(What the task requires): Retype the records below, starting at the line containing "[bbox-request] barred feather pattern" and ending with the line containing "127,402 -> 224,529", both included.

** Begin Record extracts **

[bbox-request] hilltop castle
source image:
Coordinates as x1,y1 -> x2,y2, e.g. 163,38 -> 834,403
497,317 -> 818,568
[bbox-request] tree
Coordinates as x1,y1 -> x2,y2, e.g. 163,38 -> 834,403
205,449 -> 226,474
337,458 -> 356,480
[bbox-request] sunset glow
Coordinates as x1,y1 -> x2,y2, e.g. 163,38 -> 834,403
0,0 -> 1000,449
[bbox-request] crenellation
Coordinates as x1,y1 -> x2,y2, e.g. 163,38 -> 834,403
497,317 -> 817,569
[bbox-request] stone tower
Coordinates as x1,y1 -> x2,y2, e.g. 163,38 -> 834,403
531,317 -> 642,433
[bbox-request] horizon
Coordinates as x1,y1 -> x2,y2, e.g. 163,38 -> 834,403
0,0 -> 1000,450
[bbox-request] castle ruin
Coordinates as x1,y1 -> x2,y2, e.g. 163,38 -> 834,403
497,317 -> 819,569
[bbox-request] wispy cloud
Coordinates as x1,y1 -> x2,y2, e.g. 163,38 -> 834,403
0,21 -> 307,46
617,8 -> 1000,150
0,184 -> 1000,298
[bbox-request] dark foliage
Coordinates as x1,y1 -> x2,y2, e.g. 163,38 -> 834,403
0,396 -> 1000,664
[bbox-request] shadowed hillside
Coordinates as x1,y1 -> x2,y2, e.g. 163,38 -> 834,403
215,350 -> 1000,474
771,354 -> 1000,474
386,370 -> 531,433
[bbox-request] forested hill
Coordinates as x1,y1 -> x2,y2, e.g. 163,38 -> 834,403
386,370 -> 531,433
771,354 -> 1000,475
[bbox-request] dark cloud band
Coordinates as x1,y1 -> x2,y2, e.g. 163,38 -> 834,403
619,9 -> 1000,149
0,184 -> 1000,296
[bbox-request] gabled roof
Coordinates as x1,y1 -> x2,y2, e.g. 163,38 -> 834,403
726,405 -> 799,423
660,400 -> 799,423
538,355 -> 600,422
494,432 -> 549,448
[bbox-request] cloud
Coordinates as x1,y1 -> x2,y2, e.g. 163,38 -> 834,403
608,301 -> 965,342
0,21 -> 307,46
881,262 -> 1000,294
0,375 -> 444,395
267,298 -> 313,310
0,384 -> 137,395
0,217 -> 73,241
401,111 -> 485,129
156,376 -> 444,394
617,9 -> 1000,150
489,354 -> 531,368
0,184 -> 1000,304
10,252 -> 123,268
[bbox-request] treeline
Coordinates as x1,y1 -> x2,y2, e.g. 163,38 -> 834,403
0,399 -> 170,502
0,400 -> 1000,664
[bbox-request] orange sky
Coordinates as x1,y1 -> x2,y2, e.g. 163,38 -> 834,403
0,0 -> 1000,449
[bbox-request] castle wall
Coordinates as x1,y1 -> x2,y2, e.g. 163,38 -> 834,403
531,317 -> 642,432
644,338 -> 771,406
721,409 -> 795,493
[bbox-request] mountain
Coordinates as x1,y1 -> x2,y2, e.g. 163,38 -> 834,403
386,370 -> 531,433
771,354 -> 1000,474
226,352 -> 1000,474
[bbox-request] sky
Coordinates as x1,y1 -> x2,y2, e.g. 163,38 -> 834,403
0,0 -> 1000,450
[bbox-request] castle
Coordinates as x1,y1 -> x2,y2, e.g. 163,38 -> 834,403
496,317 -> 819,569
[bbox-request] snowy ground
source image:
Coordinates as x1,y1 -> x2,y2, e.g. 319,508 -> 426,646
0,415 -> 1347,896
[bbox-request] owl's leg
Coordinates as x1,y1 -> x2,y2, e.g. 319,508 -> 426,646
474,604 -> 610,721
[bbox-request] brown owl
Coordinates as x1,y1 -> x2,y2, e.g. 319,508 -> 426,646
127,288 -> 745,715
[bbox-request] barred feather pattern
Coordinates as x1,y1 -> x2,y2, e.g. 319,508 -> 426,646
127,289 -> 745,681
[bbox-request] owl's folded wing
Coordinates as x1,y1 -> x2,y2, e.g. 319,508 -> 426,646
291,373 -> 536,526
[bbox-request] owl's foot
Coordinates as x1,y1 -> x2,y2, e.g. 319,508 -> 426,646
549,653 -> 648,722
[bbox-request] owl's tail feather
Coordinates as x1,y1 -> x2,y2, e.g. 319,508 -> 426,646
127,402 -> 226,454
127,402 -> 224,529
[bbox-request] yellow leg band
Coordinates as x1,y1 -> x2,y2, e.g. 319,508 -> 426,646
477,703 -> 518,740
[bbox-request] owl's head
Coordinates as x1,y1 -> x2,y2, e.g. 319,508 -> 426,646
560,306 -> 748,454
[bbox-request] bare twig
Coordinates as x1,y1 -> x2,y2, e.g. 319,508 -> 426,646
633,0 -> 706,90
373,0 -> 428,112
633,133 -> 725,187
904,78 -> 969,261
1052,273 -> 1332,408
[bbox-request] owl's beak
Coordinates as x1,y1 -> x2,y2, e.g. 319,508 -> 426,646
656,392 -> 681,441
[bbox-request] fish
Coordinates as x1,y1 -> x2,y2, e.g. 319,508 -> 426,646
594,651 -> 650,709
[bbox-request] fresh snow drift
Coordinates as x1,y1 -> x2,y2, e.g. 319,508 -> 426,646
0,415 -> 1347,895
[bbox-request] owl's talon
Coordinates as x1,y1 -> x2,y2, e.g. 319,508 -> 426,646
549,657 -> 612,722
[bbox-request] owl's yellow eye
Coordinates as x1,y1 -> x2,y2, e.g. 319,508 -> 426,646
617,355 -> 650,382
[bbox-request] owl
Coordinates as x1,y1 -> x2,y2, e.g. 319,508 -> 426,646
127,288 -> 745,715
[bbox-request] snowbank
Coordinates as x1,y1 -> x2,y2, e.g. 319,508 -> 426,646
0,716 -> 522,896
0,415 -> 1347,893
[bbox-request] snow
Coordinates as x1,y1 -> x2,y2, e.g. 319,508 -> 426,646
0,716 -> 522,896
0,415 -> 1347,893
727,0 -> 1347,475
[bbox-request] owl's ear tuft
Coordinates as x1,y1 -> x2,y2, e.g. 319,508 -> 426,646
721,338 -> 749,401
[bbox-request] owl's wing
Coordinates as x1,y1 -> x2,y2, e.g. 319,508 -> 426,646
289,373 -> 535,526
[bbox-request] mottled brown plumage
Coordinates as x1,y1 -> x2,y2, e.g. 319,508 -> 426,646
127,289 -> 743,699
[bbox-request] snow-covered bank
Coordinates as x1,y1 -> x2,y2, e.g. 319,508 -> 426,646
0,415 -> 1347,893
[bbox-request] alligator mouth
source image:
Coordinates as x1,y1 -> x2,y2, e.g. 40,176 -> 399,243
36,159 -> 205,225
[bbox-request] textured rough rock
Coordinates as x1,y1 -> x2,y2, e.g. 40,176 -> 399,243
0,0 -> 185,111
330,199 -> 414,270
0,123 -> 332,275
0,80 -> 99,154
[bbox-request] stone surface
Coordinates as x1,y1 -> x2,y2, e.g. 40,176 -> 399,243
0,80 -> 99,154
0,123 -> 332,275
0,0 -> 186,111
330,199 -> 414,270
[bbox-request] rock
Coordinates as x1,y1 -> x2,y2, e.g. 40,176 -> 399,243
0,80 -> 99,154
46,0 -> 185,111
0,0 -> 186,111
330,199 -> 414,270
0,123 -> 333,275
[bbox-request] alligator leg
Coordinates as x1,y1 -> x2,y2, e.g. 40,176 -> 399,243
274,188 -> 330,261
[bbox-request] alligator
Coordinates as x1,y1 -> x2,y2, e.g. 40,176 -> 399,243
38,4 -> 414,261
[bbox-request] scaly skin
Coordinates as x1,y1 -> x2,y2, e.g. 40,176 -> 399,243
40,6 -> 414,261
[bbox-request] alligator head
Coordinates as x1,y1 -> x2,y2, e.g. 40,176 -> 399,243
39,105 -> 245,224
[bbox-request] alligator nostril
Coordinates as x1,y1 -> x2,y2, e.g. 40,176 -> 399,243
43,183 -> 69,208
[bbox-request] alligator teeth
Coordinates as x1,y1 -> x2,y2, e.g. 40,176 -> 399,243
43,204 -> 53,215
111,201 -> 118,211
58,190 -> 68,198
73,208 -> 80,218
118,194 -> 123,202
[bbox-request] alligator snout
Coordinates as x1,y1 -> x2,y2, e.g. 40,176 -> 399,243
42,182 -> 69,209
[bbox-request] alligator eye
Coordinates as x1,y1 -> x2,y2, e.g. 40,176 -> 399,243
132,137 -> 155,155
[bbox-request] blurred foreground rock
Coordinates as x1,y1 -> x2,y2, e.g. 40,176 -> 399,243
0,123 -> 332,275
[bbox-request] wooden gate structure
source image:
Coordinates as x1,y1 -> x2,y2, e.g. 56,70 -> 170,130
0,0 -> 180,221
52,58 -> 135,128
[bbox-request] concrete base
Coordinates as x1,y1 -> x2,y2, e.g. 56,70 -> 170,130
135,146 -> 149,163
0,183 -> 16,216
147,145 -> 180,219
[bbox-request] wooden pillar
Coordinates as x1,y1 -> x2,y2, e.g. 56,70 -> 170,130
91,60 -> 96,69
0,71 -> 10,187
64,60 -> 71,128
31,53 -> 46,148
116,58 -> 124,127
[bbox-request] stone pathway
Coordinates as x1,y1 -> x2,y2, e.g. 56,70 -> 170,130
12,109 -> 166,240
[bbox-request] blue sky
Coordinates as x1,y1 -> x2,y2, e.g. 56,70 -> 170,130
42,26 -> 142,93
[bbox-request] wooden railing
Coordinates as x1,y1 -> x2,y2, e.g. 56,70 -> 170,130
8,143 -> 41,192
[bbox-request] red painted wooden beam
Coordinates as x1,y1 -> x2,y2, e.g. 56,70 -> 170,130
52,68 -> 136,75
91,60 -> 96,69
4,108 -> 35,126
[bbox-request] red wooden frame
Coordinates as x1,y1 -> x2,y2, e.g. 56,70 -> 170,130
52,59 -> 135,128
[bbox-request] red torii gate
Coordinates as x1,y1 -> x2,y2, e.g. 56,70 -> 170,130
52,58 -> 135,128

** End Record extracts **

(The response):
[bbox-request] barred feather pattern
Coordinates as x1,y1 -> x2,y2, e.g. 319,508 -> 426,646
127,289 -> 745,681
[bbox-request] owl's folded wing
Coordinates as x1,y1 -> x2,y2, e.g. 319,508 -> 426,646
291,373 -> 536,526
[bbox-request] owl's foot
Coordinates as x1,y1 -> x2,y2, e.g. 319,508 -> 426,646
549,653 -> 648,722
[bbox-request] owl's tail feather
Coordinates as x1,y1 -> x2,y2, e.g. 319,508 -> 426,646
127,402 -> 226,454
127,402 -> 224,529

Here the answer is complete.